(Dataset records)

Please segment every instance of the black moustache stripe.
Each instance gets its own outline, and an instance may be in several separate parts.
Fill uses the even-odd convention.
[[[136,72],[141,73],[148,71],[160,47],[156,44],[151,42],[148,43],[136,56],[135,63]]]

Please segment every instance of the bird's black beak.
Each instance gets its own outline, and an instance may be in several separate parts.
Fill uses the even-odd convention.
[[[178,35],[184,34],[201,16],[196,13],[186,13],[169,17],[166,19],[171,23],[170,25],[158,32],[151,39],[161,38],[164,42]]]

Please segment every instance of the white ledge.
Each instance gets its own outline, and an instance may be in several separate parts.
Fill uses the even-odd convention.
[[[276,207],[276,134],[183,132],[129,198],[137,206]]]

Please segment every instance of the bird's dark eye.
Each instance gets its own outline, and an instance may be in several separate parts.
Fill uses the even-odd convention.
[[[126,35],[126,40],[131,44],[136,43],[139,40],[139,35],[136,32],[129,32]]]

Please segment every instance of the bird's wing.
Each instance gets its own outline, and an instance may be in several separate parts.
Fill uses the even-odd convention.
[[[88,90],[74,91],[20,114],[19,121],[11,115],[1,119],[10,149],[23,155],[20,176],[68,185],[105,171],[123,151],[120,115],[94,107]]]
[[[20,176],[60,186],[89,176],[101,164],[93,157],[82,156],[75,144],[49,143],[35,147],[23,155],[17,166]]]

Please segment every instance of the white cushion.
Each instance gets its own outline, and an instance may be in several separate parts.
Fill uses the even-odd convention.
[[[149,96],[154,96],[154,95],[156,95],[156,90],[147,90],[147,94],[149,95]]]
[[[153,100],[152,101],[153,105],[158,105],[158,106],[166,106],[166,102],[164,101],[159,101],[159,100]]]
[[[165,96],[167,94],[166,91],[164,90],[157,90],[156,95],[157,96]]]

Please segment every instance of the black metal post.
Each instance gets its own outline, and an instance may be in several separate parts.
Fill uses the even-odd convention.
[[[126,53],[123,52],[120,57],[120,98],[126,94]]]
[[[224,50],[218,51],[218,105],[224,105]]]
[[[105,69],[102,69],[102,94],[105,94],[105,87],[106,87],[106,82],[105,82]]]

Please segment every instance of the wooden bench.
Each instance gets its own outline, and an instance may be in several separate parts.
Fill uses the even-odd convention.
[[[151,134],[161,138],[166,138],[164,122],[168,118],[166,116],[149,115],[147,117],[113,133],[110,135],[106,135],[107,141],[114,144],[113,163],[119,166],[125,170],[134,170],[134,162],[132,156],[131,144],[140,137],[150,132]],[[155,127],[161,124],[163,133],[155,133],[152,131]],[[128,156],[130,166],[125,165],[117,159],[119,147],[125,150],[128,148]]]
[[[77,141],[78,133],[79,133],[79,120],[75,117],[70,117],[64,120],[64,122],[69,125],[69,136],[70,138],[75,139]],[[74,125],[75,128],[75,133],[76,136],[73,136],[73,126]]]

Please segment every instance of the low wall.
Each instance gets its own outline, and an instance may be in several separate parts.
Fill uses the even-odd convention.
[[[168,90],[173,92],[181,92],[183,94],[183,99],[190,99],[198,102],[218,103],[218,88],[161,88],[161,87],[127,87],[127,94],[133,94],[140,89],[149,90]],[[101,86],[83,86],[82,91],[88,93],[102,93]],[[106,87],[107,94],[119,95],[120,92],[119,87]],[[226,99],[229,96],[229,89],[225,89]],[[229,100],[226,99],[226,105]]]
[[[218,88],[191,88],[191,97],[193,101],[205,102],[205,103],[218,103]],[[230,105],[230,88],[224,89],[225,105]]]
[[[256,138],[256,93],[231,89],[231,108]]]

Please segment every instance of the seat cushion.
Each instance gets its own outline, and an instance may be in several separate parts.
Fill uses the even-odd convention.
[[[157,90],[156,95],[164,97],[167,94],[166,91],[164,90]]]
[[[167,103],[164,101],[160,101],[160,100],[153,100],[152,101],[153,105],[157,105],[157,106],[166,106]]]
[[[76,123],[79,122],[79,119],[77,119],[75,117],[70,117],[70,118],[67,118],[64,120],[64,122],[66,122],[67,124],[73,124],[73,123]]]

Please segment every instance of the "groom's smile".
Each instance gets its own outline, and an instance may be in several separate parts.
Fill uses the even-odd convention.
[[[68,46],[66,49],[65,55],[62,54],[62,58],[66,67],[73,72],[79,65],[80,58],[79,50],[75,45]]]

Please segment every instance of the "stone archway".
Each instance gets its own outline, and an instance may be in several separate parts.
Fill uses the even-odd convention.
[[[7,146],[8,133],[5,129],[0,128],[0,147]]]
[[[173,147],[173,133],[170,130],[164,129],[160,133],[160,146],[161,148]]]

---

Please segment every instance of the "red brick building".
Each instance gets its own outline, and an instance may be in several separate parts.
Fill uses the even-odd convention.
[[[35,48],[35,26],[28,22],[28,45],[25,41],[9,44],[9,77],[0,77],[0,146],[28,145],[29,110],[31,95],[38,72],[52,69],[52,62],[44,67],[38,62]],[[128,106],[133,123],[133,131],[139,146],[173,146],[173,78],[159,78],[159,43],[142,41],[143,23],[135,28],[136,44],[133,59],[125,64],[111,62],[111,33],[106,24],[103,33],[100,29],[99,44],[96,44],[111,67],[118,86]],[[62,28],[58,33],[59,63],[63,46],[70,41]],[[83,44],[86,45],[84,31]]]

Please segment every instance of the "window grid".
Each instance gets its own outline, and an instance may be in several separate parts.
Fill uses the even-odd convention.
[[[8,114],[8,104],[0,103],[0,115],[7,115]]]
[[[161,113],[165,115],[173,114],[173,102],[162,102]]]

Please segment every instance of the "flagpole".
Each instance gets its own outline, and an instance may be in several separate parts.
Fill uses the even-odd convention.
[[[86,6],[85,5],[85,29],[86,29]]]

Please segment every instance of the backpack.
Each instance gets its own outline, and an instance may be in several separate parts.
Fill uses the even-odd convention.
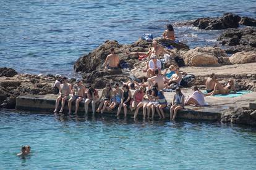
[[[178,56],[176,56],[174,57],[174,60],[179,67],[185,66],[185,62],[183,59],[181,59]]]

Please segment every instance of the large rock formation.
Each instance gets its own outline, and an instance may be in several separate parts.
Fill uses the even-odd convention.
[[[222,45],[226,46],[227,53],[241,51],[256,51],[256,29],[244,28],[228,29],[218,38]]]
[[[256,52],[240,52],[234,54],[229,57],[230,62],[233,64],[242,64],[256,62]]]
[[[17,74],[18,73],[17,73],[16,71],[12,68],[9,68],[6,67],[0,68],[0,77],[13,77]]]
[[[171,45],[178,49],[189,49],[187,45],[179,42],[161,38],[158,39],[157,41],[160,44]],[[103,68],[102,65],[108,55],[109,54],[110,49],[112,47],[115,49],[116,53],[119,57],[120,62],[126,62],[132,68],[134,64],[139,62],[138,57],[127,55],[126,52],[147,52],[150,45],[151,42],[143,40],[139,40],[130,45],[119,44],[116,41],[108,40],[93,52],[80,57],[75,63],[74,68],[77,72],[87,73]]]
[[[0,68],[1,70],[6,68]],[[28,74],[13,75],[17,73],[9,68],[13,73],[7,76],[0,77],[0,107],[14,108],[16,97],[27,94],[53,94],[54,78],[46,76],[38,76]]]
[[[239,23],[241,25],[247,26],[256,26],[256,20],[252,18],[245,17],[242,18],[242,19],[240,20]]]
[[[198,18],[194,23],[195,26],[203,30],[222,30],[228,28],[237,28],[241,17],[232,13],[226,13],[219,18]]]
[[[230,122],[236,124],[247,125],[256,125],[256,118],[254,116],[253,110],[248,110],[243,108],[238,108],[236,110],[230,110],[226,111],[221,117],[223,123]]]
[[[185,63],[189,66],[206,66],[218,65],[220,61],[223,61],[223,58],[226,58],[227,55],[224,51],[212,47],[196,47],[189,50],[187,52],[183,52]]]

==

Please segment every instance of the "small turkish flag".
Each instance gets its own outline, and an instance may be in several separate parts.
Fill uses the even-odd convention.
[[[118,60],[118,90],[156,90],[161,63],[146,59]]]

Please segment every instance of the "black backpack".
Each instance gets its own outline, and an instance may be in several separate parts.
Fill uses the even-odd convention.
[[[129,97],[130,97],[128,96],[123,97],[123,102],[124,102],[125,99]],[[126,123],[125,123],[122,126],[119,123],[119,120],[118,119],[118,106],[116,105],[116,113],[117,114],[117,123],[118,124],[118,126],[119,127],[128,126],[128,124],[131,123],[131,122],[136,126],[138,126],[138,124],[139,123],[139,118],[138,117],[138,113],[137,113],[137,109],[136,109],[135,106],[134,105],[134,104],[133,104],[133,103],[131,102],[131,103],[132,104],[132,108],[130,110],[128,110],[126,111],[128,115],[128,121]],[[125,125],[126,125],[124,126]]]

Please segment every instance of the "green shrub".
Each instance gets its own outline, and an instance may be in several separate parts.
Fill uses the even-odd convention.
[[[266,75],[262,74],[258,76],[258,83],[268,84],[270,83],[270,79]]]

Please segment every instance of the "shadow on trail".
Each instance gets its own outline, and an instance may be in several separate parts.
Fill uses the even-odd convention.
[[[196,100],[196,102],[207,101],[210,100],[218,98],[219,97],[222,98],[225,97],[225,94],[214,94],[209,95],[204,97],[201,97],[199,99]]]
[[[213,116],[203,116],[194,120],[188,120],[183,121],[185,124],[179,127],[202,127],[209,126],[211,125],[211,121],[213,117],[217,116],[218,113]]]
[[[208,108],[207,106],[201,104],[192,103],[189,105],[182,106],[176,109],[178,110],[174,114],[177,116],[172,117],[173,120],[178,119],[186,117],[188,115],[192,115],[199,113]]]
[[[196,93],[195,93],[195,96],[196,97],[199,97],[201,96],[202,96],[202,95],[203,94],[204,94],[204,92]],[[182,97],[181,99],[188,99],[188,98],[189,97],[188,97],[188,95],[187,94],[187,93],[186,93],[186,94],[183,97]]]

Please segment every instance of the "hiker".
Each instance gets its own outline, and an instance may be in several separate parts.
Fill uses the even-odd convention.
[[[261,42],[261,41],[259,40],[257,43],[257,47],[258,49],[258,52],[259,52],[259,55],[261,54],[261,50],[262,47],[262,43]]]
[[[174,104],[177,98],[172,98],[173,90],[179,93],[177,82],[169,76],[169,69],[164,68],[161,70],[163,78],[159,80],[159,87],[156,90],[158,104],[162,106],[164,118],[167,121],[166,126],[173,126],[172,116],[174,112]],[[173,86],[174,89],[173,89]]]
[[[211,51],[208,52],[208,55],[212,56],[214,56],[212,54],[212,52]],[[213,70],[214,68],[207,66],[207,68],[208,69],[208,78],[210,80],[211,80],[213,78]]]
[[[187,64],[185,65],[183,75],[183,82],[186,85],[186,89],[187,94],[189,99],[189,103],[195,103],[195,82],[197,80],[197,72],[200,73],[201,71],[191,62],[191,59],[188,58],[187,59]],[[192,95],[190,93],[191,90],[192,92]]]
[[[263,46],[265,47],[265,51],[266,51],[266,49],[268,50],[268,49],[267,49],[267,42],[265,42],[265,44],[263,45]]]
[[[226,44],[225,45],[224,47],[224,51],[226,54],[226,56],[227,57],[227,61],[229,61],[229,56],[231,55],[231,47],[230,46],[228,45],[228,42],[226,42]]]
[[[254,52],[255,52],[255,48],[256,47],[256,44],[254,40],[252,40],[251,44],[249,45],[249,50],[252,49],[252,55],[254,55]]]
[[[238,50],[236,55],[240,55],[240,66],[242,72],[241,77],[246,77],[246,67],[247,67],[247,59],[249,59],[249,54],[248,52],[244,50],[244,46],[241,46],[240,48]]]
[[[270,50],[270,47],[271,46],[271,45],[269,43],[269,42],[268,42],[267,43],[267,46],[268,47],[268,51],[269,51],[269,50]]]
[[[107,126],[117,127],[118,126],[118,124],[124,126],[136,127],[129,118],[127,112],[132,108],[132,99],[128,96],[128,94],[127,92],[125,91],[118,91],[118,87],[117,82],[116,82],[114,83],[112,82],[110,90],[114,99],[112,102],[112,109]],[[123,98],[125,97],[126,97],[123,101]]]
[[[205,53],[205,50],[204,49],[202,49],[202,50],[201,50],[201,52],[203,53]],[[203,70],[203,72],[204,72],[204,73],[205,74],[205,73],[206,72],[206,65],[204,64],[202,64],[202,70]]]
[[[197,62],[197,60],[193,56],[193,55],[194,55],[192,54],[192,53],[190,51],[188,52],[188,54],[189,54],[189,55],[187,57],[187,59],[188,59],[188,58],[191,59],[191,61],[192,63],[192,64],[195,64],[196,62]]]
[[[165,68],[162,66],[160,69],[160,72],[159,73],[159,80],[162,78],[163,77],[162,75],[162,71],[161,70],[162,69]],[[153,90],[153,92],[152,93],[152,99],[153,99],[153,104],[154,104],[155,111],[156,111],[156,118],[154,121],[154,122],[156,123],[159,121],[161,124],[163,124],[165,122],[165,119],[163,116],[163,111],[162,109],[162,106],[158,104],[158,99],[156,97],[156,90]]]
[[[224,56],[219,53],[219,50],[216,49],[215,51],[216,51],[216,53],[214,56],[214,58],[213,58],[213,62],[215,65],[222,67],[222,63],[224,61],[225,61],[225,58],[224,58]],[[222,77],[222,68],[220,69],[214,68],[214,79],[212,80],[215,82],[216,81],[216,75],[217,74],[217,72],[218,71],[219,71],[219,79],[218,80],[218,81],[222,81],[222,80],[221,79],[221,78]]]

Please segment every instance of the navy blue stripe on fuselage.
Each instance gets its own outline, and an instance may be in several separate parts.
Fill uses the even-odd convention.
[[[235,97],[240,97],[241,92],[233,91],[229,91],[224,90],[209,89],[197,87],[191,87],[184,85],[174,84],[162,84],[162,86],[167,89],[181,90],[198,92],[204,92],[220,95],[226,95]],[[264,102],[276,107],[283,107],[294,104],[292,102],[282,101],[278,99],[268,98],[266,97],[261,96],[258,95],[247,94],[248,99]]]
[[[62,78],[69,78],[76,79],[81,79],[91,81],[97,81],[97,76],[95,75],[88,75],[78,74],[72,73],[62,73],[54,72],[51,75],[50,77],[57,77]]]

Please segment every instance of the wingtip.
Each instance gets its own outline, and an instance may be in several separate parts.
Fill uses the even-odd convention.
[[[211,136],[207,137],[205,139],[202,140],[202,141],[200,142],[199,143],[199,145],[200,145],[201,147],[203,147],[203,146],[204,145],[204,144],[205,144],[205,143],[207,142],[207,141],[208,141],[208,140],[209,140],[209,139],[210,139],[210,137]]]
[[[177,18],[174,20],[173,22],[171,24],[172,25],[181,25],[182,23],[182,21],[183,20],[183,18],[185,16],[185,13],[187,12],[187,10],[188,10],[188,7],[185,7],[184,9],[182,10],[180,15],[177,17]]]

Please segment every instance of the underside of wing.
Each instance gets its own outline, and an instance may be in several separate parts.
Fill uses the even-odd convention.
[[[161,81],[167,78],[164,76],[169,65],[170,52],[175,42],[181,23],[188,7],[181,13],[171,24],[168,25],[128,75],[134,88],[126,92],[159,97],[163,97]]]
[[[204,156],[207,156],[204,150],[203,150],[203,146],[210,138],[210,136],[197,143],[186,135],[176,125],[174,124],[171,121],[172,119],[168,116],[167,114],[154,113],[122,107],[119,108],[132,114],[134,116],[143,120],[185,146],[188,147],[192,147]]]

**TASK DETAILS:** Reproduce the records starting at the line that contains "Please segment every instance of the black moustache" and ending at the line that contains "[[[276,207],[276,134],[183,132],[129,198],[137,206]]]", requests included. Move every coordinate in the answers by adding 92 to it.

**EXERCISE OUTPUT:**
Please segment every instance of the black moustache stripe.
Each instance gets its own outline, and an instance may be in several separate parts.
Fill uses the even-odd convention.
[[[228,164],[233,165],[240,163],[252,139],[248,136],[243,134],[240,135],[228,148],[227,155]]]

Please segment every instance of the bird's black beak.
Each instance gets its own outline, and an instance may be in several separate parts.
Fill uses the even-odd convention.
[[[270,127],[276,126],[293,108],[288,105],[278,105],[261,109],[258,111],[263,115],[262,117],[250,124],[243,131],[253,130],[256,134]]]

Please segment every instance of the white ledge.
Each instance gets its own outline, and an instance may be in several separate parts.
Fill uses the even-odd convention.
[[[368,299],[368,226],[275,224],[221,290],[229,298]]]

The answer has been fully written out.